### Requirement 1
In the essay below on hearing loss, at what age was the writer diagnosed, and in which ears?
### Requirement 2
Say whether each statement agrees with the essay on hearing loss below, and back each answer with the deciding words of the essay. (a) Kenwood Dennard does better rehearsing with sheet music than with video footage. (b) The writer hears some frequencies better than others. (c) The essay says hearing loss comes with its own culture and language.

Partially deaf jazz fusion drummer Kenwood Dennard once wrote about his disability and how it puts large amounts of stress and limitations on his work when playing more rigid or heavily composed styles of music. Throughout his struggles, he described the way he rehearsed as “hearing with my eyes.” In other words, he finds it easier in his playing with other musicians to look for visual cues, rather than relying on audio. He succeeds more by rehearsing with video footage, rather than with sheet music or the recorded works of the music he needs to memorize. As a fellow musician and hearing impaired person I find this exciting, fascinating, inspiring, and excruciating. Luckily for Dennard, he’s an amazing drummer who has a logged history on some incredible projects. His reputation is no match for his near deafness.
The “hearing with my eyes” concept applies to most of what I do in life. Dennard’s plight is applicable in just about any social scenario: business, school, work, sports, creating music, and relationships. A hearing impaired person’s brain works to first locate a visual cue — or a gut reaction — before anything else.
When I was five, I was diagnosed with hearing loss in both ears. A loss of hearing, or impairment, is a different kind of disability than deafness. While being deaf comes with its own culture and language, hearing loss is a largely invisible disability that can cause mental, psychological, learning, and overall health problems. While I do have problems with volume, there are certain frequencies I hear better than others. And the environment in which I’m listening to someone, or something, plays a huge role in my hearing success.
There hardly exists a symbiosis between my ears and new experiences. And what I mean by that is when I start or learn something new as an adult, my hearing loss is first and foremost my biggest concern as a possible barrier or roadblock. Whether that means retaining information, missing social cues, or the act of listening. Like most individuals with moderate to severe hearing loss, my brain works overtime to process not just sounds, but the information flowing through my body. It can result in feelings of defeat, insecurity, introversion, and exhaustion.
Or I can adapt, continue to be open and up front about my lack of auditory skills, and power through with the knowledge I have always had by my side: that making excuses is not an option.
Growing up hearing impaired makes your brain function on overdrive when it misses auditory cues. The brain searches for what it might have missed: whether it’s a teacher teaching, dialogue in a movie, or someone sitting across the table in a restaurant trying to engage with you. A person with hearing loss will typically exhibit a knee-jerk reaction and cover their tracks by pretending to fully hear what was said. Many times, they will also fill in the blanks with a random number of words he/she thought they missed. These are reactions that are sometimes uncontrollable and will eventually backfire. There can be a series of misunderstandings, backtracking, and just plain miscommunication (or, missed communication). Someone like me can work to avoid these behaviors by being more open and transparent about the hearing loss and trusting the acceptance and understanding of others.
How do you explain specific brain activity caused by hearing loss and missed auditory cues to someone who hasn’t experienced it? That’s the challenge with most impairments and disabilities, I suppose. Unfortunately, the concept of impaired communication with your fellow human can be downright exhausting.

### Input data

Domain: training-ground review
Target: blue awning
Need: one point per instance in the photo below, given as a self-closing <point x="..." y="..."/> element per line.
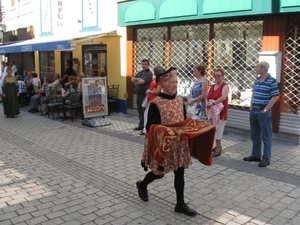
<point x="37" y="44"/>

### Task output 1
At five, in both ears.

### Task output 2
(a) No: "He succeeds more by rehearsing with video footage, rather than with sheet music or the recorded works of the music he needs to memorize."
(b) Yes: "there are certain frequencies I hear better than others."
(c) No: "While being deaf comes with its own culture and language, hearing loss is a largely invisible disability"